══ Information supplied
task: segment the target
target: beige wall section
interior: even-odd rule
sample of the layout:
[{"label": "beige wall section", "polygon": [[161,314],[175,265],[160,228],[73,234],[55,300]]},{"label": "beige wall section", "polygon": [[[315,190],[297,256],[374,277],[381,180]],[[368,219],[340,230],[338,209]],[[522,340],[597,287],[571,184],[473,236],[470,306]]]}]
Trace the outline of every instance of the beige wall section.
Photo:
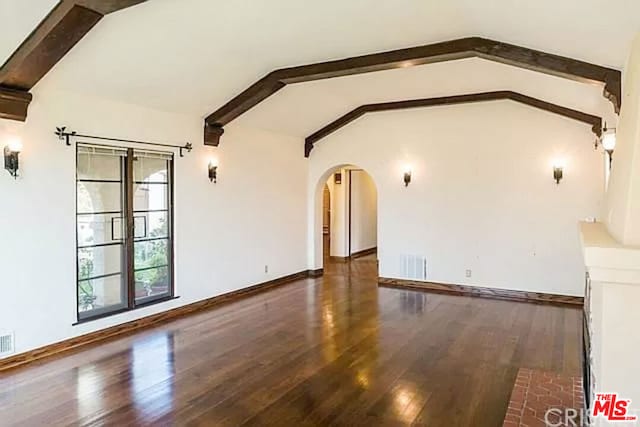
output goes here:
[{"label": "beige wall section", "polygon": [[613,237],[640,245],[640,36],[624,71],[617,143],[604,219]]},{"label": "beige wall section", "polygon": [[349,176],[345,168],[336,170],[342,175],[341,184],[336,184],[332,173],[327,184],[331,191],[331,247],[329,255],[335,257],[349,256]]},{"label": "beige wall section", "polygon": [[361,169],[351,171],[351,254],[376,247],[378,196],[376,185]]}]

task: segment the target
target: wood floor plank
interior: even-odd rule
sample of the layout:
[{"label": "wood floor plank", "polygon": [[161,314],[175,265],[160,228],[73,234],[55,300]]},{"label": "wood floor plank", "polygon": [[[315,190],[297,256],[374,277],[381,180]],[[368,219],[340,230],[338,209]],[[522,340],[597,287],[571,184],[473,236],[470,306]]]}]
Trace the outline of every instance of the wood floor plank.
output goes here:
[{"label": "wood floor plank", "polygon": [[379,288],[375,256],[0,374],[0,424],[500,425],[519,368],[579,375],[581,312]]}]

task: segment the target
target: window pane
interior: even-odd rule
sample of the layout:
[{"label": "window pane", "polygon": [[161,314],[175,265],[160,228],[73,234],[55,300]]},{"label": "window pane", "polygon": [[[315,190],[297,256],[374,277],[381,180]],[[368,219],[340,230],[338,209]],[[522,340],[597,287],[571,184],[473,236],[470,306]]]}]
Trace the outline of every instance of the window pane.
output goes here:
[{"label": "window pane", "polygon": [[136,271],[136,301],[169,294],[169,268]]},{"label": "window pane", "polygon": [[113,243],[124,238],[121,214],[78,215],[78,246]]},{"label": "window pane", "polygon": [[135,269],[140,270],[150,267],[164,267],[169,264],[167,239],[152,240],[150,242],[136,242]]},{"label": "window pane", "polygon": [[78,312],[81,318],[118,310],[126,305],[122,275],[78,282]]},{"label": "window pane", "polygon": [[78,213],[120,212],[122,183],[78,181]]},{"label": "window pane", "polygon": [[168,216],[167,212],[135,213],[136,239],[169,237]]},{"label": "window pane", "polygon": [[134,181],[167,183],[168,164],[166,159],[137,156],[133,162]]},{"label": "window pane", "polygon": [[78,249],[78,280],[120,273],[122,257],[122,245]]},{"label": "window pane", "polygon": [[78,153],[78,179],[119,181],[122,157]]},{"label": "window pane", "polygon": [[168,184],[135,184],[133,186],[133,210],[149,211],[167,209]]}]

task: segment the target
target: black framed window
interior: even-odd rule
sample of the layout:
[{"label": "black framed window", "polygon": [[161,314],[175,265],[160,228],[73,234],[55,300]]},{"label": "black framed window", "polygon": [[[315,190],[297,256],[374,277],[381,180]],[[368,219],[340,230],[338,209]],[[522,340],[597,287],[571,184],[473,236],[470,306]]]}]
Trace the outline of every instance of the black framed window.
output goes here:
[{"label": "black framed window", "polygon": [[174,296],[173,154],[77,145],[78,321]]}]

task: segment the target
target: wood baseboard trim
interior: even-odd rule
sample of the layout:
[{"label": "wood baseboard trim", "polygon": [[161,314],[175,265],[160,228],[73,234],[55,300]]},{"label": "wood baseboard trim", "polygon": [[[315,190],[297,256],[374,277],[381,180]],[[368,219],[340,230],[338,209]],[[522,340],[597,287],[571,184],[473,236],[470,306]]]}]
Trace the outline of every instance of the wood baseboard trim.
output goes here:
════
Problem »
From the listing above, return each line with the word "instance".

Answer to the exercise »
Trace the outline of every instance of the beige wall section.
Trace the outline of every instance of the wood floor plank.
Trace the outline of every instance of the window pane.
Trace the outline of every instance of the black framed window.
Trace the outline of every instance of the wood baseboard trim.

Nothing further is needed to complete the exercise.